§ DOCUMENT EXTRACT
____________

I use a Mr heater infra red propane heater to get the skidder going on sub zero mornings. Stick it against the oil pan for 30-40 minutes or so. Im sure there is a better way but it works good enough for me. Keep in mind that im only heating up a 5 cylinder deutz with it. I was thinking about making a mount on the hydraulic tank of the forwarder to stick a heater to also. I'm sure within 20-30 minutes or so it would have the hydraulic functioning pretty well. Blew a side wall on the skidder today...... The joys of the job


----------



## Naked Arborist (Jan 6, 2014)

Ever consider leaving a hot bed of coals under the machine with a tarp over it?

Another idea I had was to set up a drum of oil or coolant with a fire under it, top/bottom quick connects. Hot thermal fluid flow can get the job done without a pump or electric. A homemade outdoor wood boiler could get the job done for many many machines plugged in to it.

Stay thirsty my friends.

Just some thoughts...


----------



## Blazin (Jan 6, 2014)

Naked Arborist said:


> Ever consider leaving a hot bed of coals under the machine with a tarp over it?
> 
> Another idea I had was to set up a drum of oil or coolant with a fire under it, top/bottom quick connects. Hot thermal fluid flow can get the job done without a pump or electric. A homemade outdoor wood boiler could get the job done for many many machines plugged in to it.
> 
> ...




LMAO! How long you think a bed of coals or a fire is gonna last at -20???  Bitz, you're gonna have to have a trailer now with a OWB on it to take on the jobs, should be cost effective


----------



## mopar3 (Jan 6, 2014)

What about synthetic diesel oil? The Rotella T6 5w 40 should be a bit thinner and help with cranking speed. 22 bucks a gallon at Walmart might get a bit expensive. But so is waiting and not working.


----------



## nk14zp (Jan 6, 2014)

I have used the big weed killer propane torch and a 3" elbow to heat up oil pans. But be real careful about fire!


----------



## mesupra (Jan 6, 2014)

I run rotella t6 full 5-40 in everything I own, lawn mower, generator boat tractor splitter etc, seems like a great oil, it goes on sale at tractor supply for $17.00 . A good friend runs it in his power stroke and frequently has a lab run an analysis on the oil between changes, the lab recommends he run the oil to 13,000 miles vs the 10,000 he has been changing it at, at 10k they said he is pretty much throwing away good oil.


----------



## mdavlee (Jan 6, 2014)

The 2000 7.3 I had would start a lot better with synthetic oil in it at 0°. I didn't have to give it pedal and help it stay running with the synthetic. With regular oil it wouldn't start the first try and I would cycle the glow plugs twice. My dodge cummins have started at 0° just fine with regular oil. A propane weed burner torch may be your best bet there Bob.


----------



## Gypo Logger (Jan 6, 2014)

Just installed a 1500 watt coolant heater in a 440B. Starts like a charm after 2-3 hrs.
John


----------



## northmanlogging (Jan 6, 2014)

I'm dig'n the weed burner Idea cheap portable and fun, but yeah be careful with fire, maybe go A-Team and get some tin roofing to protect some of the greasier spots.

____________

§ STATED TASK A
In the forum thread on cold starts, what reason does mopar3 give for suggesting Rotella T6 5w 40? Answer in one to three sentences.
The thread and the records have no connection to each other.

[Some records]

____________

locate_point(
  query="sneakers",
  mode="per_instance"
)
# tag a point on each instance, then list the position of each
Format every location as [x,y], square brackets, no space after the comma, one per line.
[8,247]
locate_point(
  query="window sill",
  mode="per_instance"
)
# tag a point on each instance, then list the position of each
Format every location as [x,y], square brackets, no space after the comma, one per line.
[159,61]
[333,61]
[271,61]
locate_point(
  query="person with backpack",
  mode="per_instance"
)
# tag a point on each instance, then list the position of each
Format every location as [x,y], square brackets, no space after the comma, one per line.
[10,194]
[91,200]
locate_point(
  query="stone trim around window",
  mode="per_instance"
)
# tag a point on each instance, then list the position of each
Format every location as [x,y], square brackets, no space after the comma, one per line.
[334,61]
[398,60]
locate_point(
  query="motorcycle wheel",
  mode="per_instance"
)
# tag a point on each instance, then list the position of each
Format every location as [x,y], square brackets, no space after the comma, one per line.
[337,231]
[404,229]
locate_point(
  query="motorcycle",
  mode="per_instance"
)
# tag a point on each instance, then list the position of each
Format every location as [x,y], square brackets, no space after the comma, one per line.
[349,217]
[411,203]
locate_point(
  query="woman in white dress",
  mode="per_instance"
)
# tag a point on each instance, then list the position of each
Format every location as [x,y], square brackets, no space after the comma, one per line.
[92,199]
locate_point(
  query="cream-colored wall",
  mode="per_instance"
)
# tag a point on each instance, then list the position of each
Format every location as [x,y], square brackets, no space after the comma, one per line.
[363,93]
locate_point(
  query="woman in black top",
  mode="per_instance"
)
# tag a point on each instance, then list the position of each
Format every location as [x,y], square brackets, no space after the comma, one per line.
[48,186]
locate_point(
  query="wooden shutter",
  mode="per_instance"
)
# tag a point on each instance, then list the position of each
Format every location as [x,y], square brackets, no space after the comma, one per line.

____________

§ STATED TASK B
Count the lines in the records that contain the string "window", and give only that number.

§ CORRECT OUTPUT A
mopar3 says the synthetic oil should be a bit thinner and help with cranking speed. At 22 dollars a gallon it might get expensive, but waiting and not working is expensive too.

§ CORRECT OUTPUT B
2